# DOCUMENT SEGMENT
The introduction is a fine example of the essayist’s craft itself. It is organized in four sections:
1. Life
2. Thought
3. Essay
4. Discussion
The biographical sketch is well done. Alex shines in Thought, where he discusses Lovecraft’s view of life, including his deduction that appeal to a mass market was necessarily an appeal to “the lowest common denominator”. “This meant recognising that that the bulk of people who comprise the mass market, are superficial, sentimental, narrow-minded, ignorant, vulgar, and preoccupied with trivial concerns.”
In this single sentence, where Kurtagic is presenting the logic of writing in obscurity for a select market, he essentially lays out the practical dilemma for every thinking person of our age, an age which Lovecraft saw dawn.
Alex goes on to provide a sketch of the genesis of Lovecraft’s essay, and then gets on with the man’s connection to us, the select alienated audience that has sprung up from the generations since his passing, which was not long after the completion of the essay on weird fiction for which this essay provides an introduction.

# WORK ORDER 1
In the passage, how many sections is the introduction organized into, and what are they?
# WORK ORDER 2
Substitute "supernatural horror" for "weird fiction" and rewrite the passage from "Alex goes on" to "provides an introduction.".
These lines come from a separate source.

# Stored data
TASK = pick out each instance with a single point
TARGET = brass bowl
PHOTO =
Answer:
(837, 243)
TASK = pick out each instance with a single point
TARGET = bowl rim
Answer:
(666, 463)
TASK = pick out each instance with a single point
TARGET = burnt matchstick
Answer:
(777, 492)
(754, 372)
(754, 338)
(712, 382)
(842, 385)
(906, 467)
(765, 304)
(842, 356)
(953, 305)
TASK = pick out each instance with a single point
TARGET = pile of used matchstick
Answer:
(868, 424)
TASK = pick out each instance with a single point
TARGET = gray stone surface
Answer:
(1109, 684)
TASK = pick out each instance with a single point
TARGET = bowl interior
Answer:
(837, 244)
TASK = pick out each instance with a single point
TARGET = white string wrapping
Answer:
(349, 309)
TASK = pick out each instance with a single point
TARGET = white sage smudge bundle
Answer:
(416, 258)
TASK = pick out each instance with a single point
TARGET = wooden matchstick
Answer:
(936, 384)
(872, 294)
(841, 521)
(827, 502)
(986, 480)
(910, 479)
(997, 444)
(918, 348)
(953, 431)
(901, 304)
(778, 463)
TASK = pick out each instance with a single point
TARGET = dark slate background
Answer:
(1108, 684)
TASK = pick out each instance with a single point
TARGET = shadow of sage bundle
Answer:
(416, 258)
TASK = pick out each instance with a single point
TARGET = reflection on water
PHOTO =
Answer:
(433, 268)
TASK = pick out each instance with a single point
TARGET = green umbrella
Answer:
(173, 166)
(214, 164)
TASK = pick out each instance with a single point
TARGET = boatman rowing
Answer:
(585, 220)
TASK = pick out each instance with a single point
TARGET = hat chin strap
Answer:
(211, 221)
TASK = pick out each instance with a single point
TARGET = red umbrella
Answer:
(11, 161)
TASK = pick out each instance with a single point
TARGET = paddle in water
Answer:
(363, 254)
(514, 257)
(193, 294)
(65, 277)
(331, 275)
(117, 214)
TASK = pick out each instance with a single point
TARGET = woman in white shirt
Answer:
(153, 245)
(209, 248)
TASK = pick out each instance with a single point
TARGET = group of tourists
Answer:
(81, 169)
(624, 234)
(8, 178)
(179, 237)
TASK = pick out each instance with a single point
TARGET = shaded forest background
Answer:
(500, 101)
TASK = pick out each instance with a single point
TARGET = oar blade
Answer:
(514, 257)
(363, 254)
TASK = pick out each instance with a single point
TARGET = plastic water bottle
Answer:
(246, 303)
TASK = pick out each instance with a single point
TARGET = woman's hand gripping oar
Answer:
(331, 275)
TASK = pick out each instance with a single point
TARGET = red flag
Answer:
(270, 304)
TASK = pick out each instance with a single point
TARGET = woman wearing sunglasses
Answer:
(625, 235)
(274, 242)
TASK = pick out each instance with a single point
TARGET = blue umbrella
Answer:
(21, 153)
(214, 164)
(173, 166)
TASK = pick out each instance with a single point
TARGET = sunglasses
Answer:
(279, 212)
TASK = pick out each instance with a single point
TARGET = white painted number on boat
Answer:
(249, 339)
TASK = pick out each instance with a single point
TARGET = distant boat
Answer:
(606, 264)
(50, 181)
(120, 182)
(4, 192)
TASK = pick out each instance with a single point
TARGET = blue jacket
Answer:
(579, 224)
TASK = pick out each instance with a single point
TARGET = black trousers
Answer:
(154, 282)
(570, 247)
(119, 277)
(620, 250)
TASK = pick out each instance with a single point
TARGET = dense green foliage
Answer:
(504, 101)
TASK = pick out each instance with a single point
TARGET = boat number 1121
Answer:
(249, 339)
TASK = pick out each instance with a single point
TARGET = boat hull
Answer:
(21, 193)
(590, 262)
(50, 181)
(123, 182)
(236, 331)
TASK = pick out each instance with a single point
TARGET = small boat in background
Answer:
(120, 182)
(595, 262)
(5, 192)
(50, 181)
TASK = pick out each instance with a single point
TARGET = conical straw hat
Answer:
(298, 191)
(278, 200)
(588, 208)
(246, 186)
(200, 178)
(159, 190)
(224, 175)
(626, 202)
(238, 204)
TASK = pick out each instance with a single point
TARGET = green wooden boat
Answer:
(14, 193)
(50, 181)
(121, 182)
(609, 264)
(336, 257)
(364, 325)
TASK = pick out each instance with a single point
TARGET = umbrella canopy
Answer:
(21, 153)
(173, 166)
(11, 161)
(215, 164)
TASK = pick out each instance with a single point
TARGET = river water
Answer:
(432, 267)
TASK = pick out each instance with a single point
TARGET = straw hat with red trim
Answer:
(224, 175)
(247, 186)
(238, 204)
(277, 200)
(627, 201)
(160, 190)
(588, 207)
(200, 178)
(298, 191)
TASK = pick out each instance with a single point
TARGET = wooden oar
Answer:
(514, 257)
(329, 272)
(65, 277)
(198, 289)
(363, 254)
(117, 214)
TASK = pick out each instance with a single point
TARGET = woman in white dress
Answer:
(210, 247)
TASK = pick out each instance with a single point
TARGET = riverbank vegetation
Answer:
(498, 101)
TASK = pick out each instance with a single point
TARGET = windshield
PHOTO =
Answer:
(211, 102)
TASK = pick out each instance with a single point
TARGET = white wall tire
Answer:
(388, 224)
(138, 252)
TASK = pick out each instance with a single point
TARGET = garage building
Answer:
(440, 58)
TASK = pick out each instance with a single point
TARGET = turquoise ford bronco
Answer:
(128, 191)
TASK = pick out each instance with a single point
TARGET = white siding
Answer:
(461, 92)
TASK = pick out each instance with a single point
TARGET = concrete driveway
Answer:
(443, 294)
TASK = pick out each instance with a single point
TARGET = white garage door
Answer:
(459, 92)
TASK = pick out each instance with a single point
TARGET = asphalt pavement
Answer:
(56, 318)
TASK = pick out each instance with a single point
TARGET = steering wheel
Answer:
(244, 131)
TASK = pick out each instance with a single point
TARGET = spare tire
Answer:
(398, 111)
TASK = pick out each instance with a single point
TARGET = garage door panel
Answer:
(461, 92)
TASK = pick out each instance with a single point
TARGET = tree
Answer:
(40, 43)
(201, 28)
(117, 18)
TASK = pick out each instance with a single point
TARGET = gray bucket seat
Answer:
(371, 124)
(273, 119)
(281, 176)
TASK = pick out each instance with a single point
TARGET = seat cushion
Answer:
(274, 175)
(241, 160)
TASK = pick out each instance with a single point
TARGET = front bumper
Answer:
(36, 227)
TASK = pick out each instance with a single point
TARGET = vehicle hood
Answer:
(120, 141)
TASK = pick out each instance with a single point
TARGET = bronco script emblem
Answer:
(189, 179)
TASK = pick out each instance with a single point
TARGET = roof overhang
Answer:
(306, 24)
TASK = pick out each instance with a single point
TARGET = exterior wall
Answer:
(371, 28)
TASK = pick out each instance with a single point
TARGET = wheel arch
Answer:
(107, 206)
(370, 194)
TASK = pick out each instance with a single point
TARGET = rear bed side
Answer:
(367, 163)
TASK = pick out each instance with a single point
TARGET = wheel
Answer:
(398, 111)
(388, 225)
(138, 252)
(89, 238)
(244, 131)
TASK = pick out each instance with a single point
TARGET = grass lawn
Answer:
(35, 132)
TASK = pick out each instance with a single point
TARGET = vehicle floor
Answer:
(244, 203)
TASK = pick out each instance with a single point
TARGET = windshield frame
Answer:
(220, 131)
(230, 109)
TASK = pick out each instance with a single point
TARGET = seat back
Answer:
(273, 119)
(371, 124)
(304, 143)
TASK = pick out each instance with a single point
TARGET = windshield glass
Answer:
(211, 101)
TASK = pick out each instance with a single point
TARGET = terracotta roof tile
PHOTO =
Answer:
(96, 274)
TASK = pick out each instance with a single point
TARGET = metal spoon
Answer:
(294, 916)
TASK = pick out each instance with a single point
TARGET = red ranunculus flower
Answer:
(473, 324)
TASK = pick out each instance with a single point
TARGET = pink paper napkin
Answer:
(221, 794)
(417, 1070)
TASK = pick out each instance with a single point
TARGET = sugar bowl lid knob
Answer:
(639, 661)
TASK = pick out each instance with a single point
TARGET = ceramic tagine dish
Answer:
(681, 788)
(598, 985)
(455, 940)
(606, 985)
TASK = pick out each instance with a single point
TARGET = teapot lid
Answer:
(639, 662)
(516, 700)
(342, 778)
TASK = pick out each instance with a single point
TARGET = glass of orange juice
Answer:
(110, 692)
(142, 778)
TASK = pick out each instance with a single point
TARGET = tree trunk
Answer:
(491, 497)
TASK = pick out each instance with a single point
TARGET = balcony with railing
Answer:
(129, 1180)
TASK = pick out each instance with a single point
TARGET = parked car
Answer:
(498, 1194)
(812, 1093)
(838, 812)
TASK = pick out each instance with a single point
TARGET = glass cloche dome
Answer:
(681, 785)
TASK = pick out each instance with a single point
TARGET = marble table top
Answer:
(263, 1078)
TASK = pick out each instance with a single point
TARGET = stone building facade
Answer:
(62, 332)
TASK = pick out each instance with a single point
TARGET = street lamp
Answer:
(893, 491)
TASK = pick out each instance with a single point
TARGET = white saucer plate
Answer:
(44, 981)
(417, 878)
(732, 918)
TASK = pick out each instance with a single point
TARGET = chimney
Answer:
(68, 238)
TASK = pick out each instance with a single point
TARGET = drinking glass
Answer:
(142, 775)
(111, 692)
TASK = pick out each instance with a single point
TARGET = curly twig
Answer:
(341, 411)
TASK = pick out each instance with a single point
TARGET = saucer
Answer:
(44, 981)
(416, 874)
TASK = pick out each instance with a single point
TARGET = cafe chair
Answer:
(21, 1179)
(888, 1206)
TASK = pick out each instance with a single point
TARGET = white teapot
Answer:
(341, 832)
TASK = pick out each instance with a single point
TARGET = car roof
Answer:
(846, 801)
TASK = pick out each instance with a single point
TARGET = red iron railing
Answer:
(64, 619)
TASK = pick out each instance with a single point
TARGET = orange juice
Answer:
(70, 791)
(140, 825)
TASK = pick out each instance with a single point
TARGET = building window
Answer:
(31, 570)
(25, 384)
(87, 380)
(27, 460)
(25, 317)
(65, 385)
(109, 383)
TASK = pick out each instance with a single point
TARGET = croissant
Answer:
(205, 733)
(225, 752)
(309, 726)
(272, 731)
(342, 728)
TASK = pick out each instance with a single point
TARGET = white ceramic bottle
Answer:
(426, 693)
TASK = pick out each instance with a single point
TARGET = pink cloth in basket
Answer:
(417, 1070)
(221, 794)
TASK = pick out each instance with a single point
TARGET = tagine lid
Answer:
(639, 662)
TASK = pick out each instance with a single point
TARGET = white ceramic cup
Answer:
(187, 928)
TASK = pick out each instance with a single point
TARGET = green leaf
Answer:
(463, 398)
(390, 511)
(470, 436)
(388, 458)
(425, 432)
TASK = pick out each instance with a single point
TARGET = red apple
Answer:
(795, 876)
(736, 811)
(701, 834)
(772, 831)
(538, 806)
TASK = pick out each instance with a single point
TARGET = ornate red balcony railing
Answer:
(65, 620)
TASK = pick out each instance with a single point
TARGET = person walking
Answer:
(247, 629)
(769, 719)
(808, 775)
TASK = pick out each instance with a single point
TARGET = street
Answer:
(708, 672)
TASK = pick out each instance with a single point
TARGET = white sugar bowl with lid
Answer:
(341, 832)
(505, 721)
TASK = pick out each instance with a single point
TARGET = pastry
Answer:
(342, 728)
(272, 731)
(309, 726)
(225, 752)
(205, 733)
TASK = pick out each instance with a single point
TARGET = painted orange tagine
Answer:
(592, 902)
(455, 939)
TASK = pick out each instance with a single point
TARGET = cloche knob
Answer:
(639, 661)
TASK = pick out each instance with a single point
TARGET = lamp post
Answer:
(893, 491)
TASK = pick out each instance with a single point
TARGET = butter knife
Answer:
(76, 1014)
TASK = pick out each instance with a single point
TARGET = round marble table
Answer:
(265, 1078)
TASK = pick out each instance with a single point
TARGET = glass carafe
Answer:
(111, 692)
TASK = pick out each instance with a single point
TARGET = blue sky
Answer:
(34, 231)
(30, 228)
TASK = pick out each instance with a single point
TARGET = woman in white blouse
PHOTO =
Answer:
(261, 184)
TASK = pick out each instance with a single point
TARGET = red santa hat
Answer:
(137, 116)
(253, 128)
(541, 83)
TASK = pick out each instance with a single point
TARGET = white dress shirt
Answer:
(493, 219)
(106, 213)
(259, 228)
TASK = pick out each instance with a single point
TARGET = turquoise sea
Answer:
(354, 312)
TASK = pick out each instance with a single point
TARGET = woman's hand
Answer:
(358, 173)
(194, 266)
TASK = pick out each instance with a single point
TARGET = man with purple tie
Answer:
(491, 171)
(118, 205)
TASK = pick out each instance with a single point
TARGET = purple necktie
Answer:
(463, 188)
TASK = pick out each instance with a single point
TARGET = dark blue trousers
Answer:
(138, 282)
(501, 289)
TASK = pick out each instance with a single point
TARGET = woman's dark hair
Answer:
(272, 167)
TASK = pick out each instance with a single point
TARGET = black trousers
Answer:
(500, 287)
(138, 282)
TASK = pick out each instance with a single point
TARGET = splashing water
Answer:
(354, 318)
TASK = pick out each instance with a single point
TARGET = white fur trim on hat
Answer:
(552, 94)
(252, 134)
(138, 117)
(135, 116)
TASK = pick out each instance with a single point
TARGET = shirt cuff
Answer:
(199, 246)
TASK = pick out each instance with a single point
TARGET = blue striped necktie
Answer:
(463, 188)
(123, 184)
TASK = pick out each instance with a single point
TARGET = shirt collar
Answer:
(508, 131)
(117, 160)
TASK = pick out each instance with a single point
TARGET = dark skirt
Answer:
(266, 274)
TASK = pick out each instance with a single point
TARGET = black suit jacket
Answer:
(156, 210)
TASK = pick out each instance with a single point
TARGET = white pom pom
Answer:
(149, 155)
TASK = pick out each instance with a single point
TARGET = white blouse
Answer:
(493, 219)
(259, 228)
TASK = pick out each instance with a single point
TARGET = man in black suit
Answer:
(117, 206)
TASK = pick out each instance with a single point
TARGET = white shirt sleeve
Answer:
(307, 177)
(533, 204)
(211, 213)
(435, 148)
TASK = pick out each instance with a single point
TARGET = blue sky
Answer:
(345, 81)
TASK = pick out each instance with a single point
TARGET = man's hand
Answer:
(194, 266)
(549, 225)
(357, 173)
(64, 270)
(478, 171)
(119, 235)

# RESPONSE BOX 1
Four: Life, Thought, Essay, and Discussion.

# RESPONSE BOX 2
Alex goes on to provide a sketch of the genesis of Lovecraft’s essay, and then gets on with the man’s connection to us, the select alienated audience that has sprung up from the generations since his passing, which was not long after the completion of the essay on supernatural horror for which this essay provides an introduction.